■ Aim of the task ■
Print out the material that follows word for word.

■ Given data ■
+--
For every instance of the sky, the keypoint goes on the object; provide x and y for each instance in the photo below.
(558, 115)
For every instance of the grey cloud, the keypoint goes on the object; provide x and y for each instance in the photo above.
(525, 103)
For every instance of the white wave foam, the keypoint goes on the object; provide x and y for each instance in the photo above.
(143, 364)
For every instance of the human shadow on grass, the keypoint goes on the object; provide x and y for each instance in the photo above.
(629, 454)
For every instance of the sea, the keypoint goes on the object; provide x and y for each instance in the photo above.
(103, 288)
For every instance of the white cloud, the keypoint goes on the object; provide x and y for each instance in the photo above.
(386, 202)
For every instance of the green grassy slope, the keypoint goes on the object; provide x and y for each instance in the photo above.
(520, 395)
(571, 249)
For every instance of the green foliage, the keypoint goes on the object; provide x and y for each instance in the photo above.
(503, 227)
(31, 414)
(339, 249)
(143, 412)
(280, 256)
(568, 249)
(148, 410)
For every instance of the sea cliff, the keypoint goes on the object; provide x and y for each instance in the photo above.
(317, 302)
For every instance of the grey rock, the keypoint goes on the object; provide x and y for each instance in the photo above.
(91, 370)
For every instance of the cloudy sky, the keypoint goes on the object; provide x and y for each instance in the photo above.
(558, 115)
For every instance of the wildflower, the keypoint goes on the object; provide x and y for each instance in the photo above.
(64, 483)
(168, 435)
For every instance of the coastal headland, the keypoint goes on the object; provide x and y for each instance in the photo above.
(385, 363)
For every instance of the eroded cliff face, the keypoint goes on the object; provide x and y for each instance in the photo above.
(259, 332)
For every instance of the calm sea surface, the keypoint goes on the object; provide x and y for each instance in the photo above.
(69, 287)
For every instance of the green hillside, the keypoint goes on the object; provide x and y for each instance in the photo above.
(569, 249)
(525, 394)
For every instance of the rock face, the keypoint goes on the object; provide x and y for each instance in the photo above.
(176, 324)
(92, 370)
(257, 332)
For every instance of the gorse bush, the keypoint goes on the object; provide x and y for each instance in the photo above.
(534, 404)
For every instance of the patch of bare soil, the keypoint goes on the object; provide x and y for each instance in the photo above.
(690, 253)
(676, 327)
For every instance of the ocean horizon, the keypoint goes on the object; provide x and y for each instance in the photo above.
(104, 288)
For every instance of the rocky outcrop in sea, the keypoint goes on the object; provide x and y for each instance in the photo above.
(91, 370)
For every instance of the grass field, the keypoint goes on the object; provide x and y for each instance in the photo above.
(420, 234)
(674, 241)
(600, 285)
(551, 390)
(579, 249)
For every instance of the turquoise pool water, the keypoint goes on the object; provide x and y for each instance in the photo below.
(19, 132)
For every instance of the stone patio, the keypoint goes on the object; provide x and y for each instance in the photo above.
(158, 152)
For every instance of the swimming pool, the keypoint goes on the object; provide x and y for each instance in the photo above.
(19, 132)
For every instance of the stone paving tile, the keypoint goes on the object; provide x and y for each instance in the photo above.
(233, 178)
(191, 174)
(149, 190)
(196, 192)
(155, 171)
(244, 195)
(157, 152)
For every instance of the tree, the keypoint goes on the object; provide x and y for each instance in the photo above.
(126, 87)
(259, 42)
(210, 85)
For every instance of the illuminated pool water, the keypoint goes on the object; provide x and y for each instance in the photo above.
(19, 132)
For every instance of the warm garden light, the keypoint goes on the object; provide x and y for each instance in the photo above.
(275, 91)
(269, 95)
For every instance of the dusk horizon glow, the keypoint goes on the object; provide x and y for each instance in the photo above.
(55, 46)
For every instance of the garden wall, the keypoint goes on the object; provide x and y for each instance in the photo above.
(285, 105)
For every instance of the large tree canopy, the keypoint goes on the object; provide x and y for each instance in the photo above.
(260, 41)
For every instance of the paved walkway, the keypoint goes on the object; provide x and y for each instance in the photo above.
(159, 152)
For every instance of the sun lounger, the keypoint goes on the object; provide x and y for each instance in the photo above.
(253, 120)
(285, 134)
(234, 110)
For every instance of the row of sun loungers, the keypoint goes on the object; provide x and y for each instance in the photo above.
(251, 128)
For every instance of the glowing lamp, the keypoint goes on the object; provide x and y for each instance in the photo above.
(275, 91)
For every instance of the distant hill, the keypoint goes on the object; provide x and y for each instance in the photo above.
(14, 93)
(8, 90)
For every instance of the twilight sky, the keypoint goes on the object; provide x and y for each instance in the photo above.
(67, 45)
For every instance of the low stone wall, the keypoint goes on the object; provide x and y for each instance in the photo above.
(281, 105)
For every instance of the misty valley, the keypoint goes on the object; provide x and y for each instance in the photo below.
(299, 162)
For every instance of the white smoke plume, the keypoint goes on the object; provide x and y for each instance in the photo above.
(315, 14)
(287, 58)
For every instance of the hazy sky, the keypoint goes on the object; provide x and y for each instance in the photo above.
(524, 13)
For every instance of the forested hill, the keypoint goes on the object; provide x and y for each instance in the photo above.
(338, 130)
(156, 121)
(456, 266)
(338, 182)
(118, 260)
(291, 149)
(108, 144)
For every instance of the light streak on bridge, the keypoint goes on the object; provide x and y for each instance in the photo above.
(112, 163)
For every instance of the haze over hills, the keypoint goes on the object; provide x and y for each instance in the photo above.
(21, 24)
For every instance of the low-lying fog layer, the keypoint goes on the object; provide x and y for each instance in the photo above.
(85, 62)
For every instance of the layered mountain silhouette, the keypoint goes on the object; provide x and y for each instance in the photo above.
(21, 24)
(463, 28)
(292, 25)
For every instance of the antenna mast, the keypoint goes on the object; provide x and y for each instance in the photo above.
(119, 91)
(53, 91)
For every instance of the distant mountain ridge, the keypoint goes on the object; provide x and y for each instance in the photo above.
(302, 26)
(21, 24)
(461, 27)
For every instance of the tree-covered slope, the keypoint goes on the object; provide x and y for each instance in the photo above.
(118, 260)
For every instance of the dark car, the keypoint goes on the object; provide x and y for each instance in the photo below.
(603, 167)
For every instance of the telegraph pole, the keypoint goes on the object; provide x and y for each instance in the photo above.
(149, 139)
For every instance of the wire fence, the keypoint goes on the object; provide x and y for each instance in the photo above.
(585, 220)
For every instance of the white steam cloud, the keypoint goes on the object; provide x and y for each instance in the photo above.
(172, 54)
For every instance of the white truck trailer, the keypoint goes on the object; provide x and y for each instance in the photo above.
+--
■ Complete output ■
For every instance of the sky, the keypoint goes on the object; provide x and y for each instance in the photo below.
(558, 115)
For every instance of the grey cloud, the keypoint goes on the object; provide x and y for each instance in the photo above.
(525, 103)
For every instance of the white wave foam, the keypoint goes on the object; provide x and y for each instance in the photo above.
(143, 364)
For every instance of the human shadow on grass, the keypoint goes on the object; provide x and y for each instance in the photo above.
(629, 454)
For every instance of the sea, the keypoint goes on the object; provide x and y for each instance in the photo above.
(103, 288)
For every instance of the white cloud, the keypoint goes on the object; provide x and y for each instance in the photo above.
(386, 202)
For every instance of the green grassy slope, the keypoint goes on the object; provide x and y for each instance in the photo above.
(520, 395)
(571, 249)
For every instance of the green foliage, the keypoint goes on the object; provide x and y for each instance in the photo above.
(503, 227)
(31, 414)
(339, 249)
(143, 412)
(280, 256)
(568, 249)
(148, 410)
For every instance of the sea cliff, the keypoint goes on the object; provide x and y for each instance in the photo above.
(317, 302)
For every instance of the grey rock, the keypoint goes on the object; provide x and y for each instance in the photo above.
(91, 370)
For every instance of the cloudy sky, the keypoint goes on the object; provide x and y for each instance in the photo above.
(558, 115)
For every instance of the wildflower, the keypoint goes on the object; provide x and y for each instance in the photo above.
(64, 483)
(168, 435)
For every instance of the coastal headland, the keypoint goes on the object; provide x and y for each instance in the photo above.
(385, 363)
For every instance of the eroded cliff face, the keypoint goes on the object; provide x and y for each instance in the photo above.
(259, 332)
For every instance of the calm sea surface, the keypoint goes on the object; provide x and y for each instance in the photo above.
(69, 287)
For every instance of the green hillside, the keypoint goes on the object; provide x and y for each instance in the photo above.
(569, 249)
(525, 394)
For every instance of the rock face, the keypoint goes on the object; provide x and y for each instance in the photo above.
(176, 324)
(92, 370)
(257, 332)
For every instance of the gorse bush, the keypoint goes on the object; provide x and y for each instance in the photo above.
(534, 404)
For every instance of the patch of bare soil, the keypoint goes on the object; provide x and y for each instance in the photo above.
(690, 253)
(676, 327)
For every instance of the ocean horizon, the keypoint goes on the object; provide x and y for each instance in the photo above.
(104, 288)
For every instance of the rocky outcrop in sea, the keypoint goes on the object; provide x and y for each instance in the photo above.
(91, 370)
For every instance of the grass field, the keypoint goes on the object; provide x and y for each instance in the photo above.
(420, 234)
(674, 241)
(600, 285)
(551, 390)
(579, 249)
For every instance of the turquoise pool water, the keypoint goes on the object; provide x and y for each instance in the photo below.
(19, 132)
For every instance of the stone patio, the keypoint goes on the object; provide x and y for each instance in the photo above.
(158, 152)
For every instance of the swimming pool, the keypoint goes on the object; provide x and y for each instance in the photo above.
(19, 132)
For every instance of the stone paving tile, the keypoint goes on the object; provide x and y for each instance in the photo above.
(233, 178)
(191, 174)
(149, 190)
(196, 192)
(155, 171)
(244, 195)
(157, 152)
For every instance of the tree, the keypoint goes on the object; provide x and y for each instance in the photo above.
(126, 87)
(259, 42)
(210, 85)
For every instance of the illuminated pool water, the keypoint goes on the object; provide x and y for each instance in the photo above.
(19, 132)
For every instance of the warm garden light, the keypoint goes on the object; provide x and y for each instance in the photo above.
(275, 91)
(269, 95)
For every instance of the dusk horizon glow, the keypoint goes on the object; provide x and y for each instance in the photo above.
(55, 46)
For every instance of the garden wall, the keypoint goes on the object; provide x and y for each instance in the photo above.
(285, 105)
For every instance of the large tree canopy, the keypoint goes on the object; provide x and y for each instance in the photo above.
(260, 41)
For every instance of the paved walkway, the keypoint goes on the object; provide x and y for each instance in the photo above.
(159, 152)
For every instance of the sun lounger, the keypoint goes on the object; provide x and y for each instance in the photo above.
(253, 120)
(285, 134)
(234, 110)
For every instance of the row of sun loungers, the keypoint goes on the object; provide x and y for each instance in the photo above.
(251, 128)
For every instance of the glowing lamp, the keypoint goes on the object; provide x and y for each instance in the photo above.
(275, 91)
For every instance of the distant hill, the keypoint goes on the object; provide x and y for each instance in the photo above.
(14, 93)
(8, 90)
For every instance of the twilight sky, the keypoint goes on the object; provide x and y for each instance in the photo above.
(67, 45)
For every instance of the low stone wall, the keypoint goes on the object; provide x and y for each instance in the photo above.
(281, 105)
For every instance of the misty valley, the keypoint goes on the object; provide x and y for each instance in the photo below.
(299, 162)
For every instance of the white smoke plume, the keypoint goes on the object; provide x and y for each instance in the photo above.
(315, 14)
(287, 58)
For every instance of the hazy sky, the keypoint goes on the object; provide x and y for each instance in the photo above.
(524, 13)
For every instance of the forested hill, the keypoint goes on the object; provide x and y for each instance in the photo above.
(338, 130)
(156, 121)
(456, 266)
(338, 182)
(118, 260)
(291, 149)
(108, 144)
For every instance of the light streak on bridge, the keypoint goes on the object; provide x and y for each instance in the photo above.
(112, 163)
For every instance of the haze over hills, the keypoint goes on the object; provide x and y for each instance in the photo above.
(21, 24)
For every instance of the low-lying fog layer, the keypoint goes on the object; provide x and y for each instance in the photo above.
(85, 62)
For every instance of the layered mountain silhouette, the keypoint goes on the object; provide x and y for each instance in the photo above.
(21, 24)
(463, 28)
(292, 25)
For every instance of the antenna mast, the keypoint goes on the object; provide x and y for each instance in the photo above.
(119, 91)
(53, 91)
For every instance of the distant mountain ridge, the keypoint goes on the object; provide x and y for each instance in the photo above.
(302, 26)
(21, 24)
(461, 27)
For every instance of the tree-covered slope, the keypoint goes on the object; provide x and y for each instance in the photo above.
(118, 260)
For every instance of the dark car, the keypoint goes on the object; provide x and y for each instance in the photo below.
(603, 167)
For every instance of the telegraph pole, the keypoint goes on the object; provide x and y for each instance in the photo above.
(149, 139)
For every instance of the wire fence, the keypoint goes on the object; provide x and y for each instance in the photo above.
(585, 220)
For every instance of the white steam cloud, the keypoint goes on the object; provide x and y for each instance in the photo above.
(172, 54)
For every instance of the white truck trailer, the keypoint goes on the object; provide x and y for each instance in the photo above.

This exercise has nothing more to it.